Scan the data beneath this task and copy each line that includes "below".

────────────────

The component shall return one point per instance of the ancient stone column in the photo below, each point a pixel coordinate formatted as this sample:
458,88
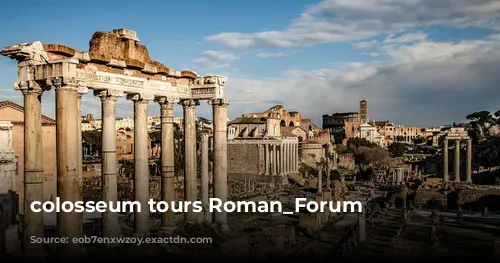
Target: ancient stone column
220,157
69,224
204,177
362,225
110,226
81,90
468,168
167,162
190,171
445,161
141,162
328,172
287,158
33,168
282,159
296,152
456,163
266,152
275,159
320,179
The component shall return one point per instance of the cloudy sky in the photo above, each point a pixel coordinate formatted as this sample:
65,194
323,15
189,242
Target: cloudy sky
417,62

────────────────

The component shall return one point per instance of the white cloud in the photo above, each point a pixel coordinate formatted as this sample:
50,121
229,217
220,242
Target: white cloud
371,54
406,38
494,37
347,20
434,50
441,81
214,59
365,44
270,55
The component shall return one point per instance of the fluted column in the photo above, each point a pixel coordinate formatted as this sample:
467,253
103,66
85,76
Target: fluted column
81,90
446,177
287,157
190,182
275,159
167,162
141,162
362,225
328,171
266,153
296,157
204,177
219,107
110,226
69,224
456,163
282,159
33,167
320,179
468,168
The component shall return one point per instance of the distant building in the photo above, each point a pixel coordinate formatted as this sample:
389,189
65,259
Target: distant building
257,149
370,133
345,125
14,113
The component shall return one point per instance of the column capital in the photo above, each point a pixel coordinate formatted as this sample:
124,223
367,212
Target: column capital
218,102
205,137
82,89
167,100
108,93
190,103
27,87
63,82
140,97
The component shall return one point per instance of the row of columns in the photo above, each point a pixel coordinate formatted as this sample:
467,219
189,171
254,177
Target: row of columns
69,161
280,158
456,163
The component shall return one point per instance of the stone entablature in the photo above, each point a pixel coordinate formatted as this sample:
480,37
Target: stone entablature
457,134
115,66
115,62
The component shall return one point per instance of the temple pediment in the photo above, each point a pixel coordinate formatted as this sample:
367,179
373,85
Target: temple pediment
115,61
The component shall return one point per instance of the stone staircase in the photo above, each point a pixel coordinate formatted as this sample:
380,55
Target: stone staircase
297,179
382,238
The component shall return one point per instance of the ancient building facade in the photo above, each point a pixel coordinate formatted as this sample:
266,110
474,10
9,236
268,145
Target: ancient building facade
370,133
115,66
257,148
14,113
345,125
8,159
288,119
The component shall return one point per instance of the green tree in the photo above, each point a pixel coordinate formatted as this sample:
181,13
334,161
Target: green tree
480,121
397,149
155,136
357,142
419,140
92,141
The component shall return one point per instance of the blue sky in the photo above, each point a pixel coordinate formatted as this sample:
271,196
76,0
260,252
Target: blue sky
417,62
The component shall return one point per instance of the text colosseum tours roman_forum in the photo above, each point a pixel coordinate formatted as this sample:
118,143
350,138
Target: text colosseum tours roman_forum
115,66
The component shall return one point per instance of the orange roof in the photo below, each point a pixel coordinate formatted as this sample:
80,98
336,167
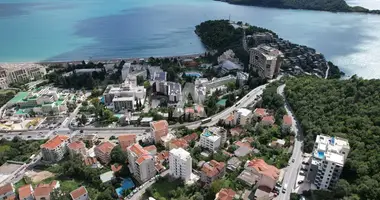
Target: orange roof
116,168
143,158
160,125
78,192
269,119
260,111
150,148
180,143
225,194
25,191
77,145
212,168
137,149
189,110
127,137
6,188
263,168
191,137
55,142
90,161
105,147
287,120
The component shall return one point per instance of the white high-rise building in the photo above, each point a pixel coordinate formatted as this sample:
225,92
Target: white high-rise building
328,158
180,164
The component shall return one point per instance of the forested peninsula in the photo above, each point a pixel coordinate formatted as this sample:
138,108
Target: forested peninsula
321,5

────────────────

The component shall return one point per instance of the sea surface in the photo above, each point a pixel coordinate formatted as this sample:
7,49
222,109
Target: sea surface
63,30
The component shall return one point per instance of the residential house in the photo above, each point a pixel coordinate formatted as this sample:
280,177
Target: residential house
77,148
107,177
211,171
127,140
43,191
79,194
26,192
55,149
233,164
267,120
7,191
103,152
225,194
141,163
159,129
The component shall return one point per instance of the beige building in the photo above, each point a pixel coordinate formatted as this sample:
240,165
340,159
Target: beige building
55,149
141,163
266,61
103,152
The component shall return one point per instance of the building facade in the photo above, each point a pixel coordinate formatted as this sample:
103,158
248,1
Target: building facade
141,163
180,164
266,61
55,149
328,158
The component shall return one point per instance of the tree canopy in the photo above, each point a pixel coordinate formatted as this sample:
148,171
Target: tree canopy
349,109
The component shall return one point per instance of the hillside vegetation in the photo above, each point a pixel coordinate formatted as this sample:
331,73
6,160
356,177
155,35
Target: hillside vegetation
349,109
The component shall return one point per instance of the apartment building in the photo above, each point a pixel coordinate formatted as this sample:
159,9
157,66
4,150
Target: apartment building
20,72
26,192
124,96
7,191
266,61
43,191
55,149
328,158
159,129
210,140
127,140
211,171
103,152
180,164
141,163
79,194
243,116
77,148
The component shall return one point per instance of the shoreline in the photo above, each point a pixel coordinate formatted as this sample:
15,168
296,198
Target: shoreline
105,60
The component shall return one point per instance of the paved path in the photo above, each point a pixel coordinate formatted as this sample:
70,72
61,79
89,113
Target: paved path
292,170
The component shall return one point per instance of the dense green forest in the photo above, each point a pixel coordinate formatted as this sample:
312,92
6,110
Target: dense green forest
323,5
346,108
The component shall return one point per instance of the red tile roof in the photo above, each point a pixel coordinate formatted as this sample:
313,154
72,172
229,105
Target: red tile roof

────────────────

Expected answer:
The component shall return one point per instance of the ancient stone column in the photo below, each point a pixel coordinate formatted as this sample:
The component shall return one point per instance of the orange roof in the photo below, each point a pixel coordinate formatted as this sample:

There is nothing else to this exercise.